** start of Quoted passage **

Re: [OMPI devel] RML Send

2008-06-19 Thread Ralph H Castain
Okay, I've traced this down. The problem is that a DSS-internal function has
been exposed via the API, so now people can mistakenly call the wrong one.
You should -never- be using opal_dss.pack_buffer or opal_dss.unpack_buffer.
Those were supposed to be internal to the DSS only, and will definitely mess
you up if called directly.

I'll fix this problem to avoid future issues. There is a comment in dss.h
that warns you never to call those functions, but who would remember?

I sure wouldn't. I've only avoided the problem because of ignorance - I
didn't know those API's existed!

Should have a fix in later today.

** end of Quoted passage **
** start of Listed entries **

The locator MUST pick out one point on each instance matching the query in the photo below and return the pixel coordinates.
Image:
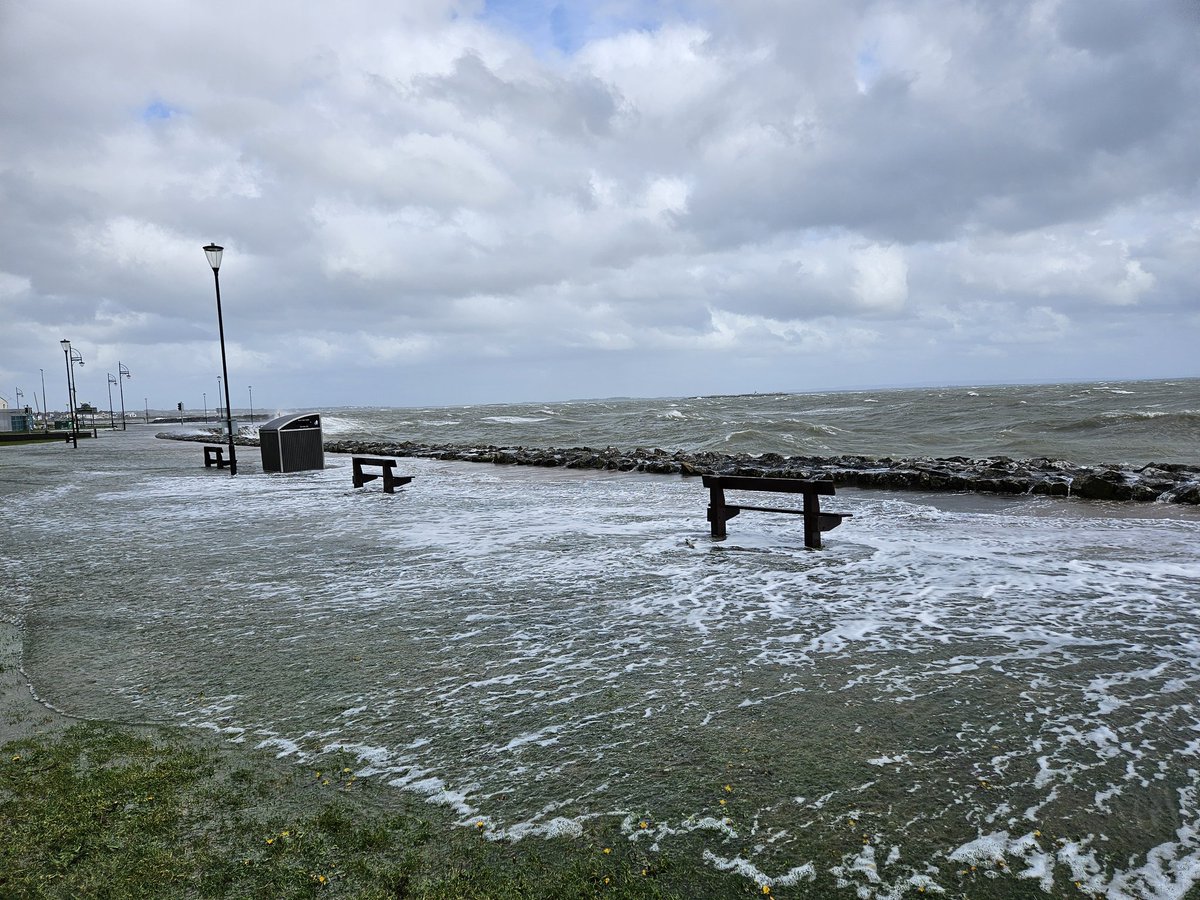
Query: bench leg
(811, 522)
(717, 511)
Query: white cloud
(426, 189)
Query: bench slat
(777, 485)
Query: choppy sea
(955, 691)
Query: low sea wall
(1163, 483)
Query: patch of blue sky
(555, 27)
(867, 66)
(157, 111)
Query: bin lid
(292, 421)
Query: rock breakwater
(1162, 483)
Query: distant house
(16, 419)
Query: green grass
(108, 811)
(102, 811)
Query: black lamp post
(72, 357)
(214, 253)
(112, 418)
(121, 372)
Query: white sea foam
(533, 648)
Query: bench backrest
(778, 485)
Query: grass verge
(107, 811)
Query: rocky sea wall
(1162, 483)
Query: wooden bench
(215, 456)
(815, 521)
(385, 466)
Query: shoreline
(1152, 483)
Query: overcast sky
(436, 202)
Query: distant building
(16, 419)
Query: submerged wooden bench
(215, 456)
(385, 466)
(815, 521)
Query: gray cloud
(444, 204)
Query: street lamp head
(214, 253)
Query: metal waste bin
(292, 443)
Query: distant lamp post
(72, 357)
(112, 417)
(121, 372)
(214, 255)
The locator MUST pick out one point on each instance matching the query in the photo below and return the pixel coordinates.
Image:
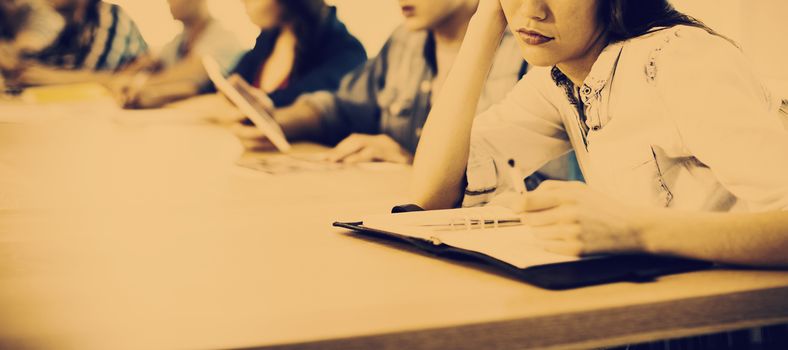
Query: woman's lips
(531, 37)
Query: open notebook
(494, 236)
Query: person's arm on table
(442, 155)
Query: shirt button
(395, 108)
(425, 87)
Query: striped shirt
(106, 40)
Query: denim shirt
(675, 118)
(391, 94)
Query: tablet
(248, 104)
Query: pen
(517, 178)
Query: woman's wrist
(648, 225)
(491, 20)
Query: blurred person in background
(98, 39)
(26, 27)
(177, 72)
(380, 109)
(302, 47)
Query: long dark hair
(72, 46)
(12, 17)
(626, 19)
(307, 18)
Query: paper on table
(286, 164)
(512, 244)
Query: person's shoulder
(682, 48)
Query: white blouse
(674, 118)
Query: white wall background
(760, 26)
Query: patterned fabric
(107, 39)
(32, 28)
(214, 40)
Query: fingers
(551, 194)
(562, 214)
(573, 248)
(252, 138)
(561, 239)
(366, 154)
(350, 145)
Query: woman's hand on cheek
(491, 9)
(572, 219)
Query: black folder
(556, 276)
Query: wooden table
(116, 234)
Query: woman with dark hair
(26, 27)
(98, 38)
(302, 47)
(682, 148)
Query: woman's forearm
(759, 239)
(442, 153)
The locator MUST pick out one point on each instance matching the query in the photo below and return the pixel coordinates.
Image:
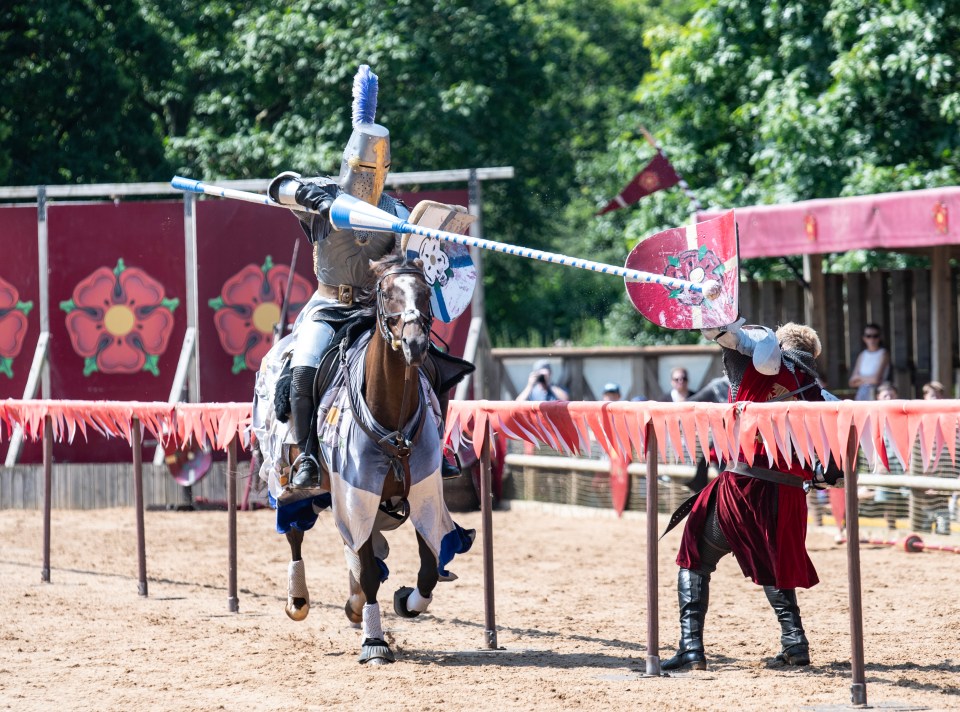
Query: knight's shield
(695, 253)
(447, 266)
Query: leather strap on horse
(395, 445)
(762, 473)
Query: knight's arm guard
(758, 342)
(316, 193)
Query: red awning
(890, 221)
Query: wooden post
(815, 312)
(943, 311)
(858, 686)
(486, 518)
(653, 608)
(233, 602)
(138, 496)
(47, 494)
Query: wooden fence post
(47, 494)
(138, 496)
(233, 602)
(653, 608)
(858, 687)
(486, 518)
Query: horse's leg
(411, 602)
(374, 649)
(354, 605)
(298, 598)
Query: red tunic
(764, 523)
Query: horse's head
(404, 315)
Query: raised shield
(697, 253)
(448, 267)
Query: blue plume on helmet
(364, 96)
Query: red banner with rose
(118, 302)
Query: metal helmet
(366, 159)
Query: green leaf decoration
(151, 364)
(239, 364)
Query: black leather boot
(693, 591)
(303, 423)
(796, 649)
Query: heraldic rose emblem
(248, 307)
(119, 320)
(13, 325)
(694, 266)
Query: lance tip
(711, 289)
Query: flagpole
(683, 184)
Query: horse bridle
(407, 315)
(396, 444)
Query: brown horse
(388, 430)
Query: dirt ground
(571, 622)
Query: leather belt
(762, 473)
(342, 293)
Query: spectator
(887, 391)
(540, 387)
(888, 497)
(871, 366)
(611, 392)
(679, 386)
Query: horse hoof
(295, 612)
(400, 603)
(375, 651)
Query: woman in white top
(871, 366)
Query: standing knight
(758, 514)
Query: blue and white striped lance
(348, 212)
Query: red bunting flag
(657, 175)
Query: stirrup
(307, 472)
(450, 470)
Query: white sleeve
(758, 342)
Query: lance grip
(187, 184)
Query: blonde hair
(800, 337)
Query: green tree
(74, 88)
(764, 102)
(471, 83)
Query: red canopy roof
(917, 218)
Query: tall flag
(656, 175)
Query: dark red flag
(657, 175)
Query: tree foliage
(760, 102)
(754, 101)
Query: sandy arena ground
(572, 635)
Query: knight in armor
(758, 514)
(341, 260)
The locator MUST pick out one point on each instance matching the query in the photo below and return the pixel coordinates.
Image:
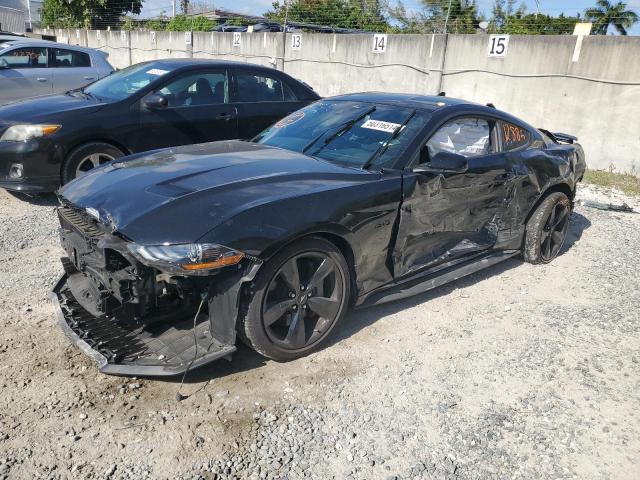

** end of Listed entries **

◆ Required task: According to the forum reply about RML Send, which two functions should you never call?

◆ Completed task: opal_dss.pack_buffer and opal_dss.unpack_buffer.